(February 24, 2014)  The three Prairie Agriculture Ministers and Federal Agriculture Minister Ritz are meeting today in Winnipeg to wring their hands over the catastrophe they created in western Canada’s grain exports.  No doubt there will be much finger pointing and probably some not-so-subtle bullying of the lone NDP Ag Minister to shut up about the Wheat Board and orderly marketing.

Conservative Ag Ministers consulting with Manitoba counterpart (center) - May not be exactly as illustrated -

Conservative Ag Ministers consulting with Manitoba counterpart (center)
– May not be exactly as illustrated –

Ritz and his cohorts will be hoping to distract farmers and the Canadian public from their responsibility for a catastrophe which strikes at one of the fundamentals of the Canadian economy:  grain exports.  No doubt they will appoint some favorite cheerleaders to Minister Ritz’s recently announced transportation study where they will spend the three million or so dollars of taxpayer and farmers’ check off money blowing smoke for the next five years.

Since I love new words and phrases and having been involved organizing the defence of farmers in too many regulatory and court processes over the years, I have a legal concept the Ministers might like to refresh themselves on:  “proximate cause.”

● Task instructions
A) From the commentary on grain exports, reproduce verbatim the part that opens with the words containing "Ritz and his" and closes with "next five years.".
B) According to the commentary on grain exports, in which city are the agriculture ministers meeting?

● Raw records
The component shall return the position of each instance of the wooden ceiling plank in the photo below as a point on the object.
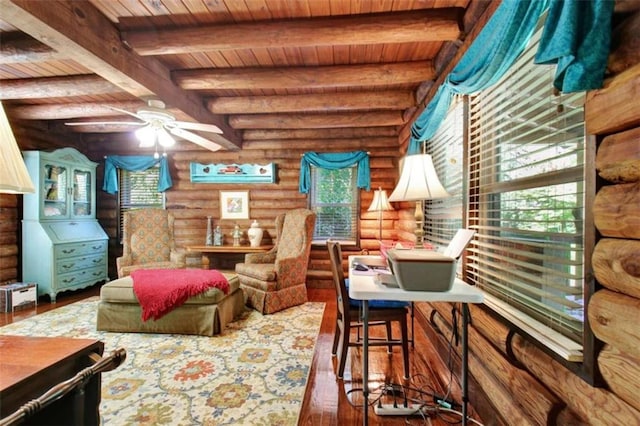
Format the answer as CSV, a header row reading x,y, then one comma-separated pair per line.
x,y
306,77
309,121
378,28
84,34
378,100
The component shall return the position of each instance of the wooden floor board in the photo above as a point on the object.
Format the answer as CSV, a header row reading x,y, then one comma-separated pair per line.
x,y
328,401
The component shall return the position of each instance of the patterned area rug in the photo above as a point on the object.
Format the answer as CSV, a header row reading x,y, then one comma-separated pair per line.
x,y
255,373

● Answers given
A)
Ritz and his cohorts will be hoping to distract farmers and the Canadian public from their responsibility for a catastrophe which strikes at one of the fundamentals of the Canadian economy:  grain exports.  No doubt they will appoint some favorite cheerleaders to Minister Ritz’s recently announced transportation study where they will spend the three million or so dollars of taxpayer and farmers’ check off money blowing smoke for the next five years.

B) Winnipeg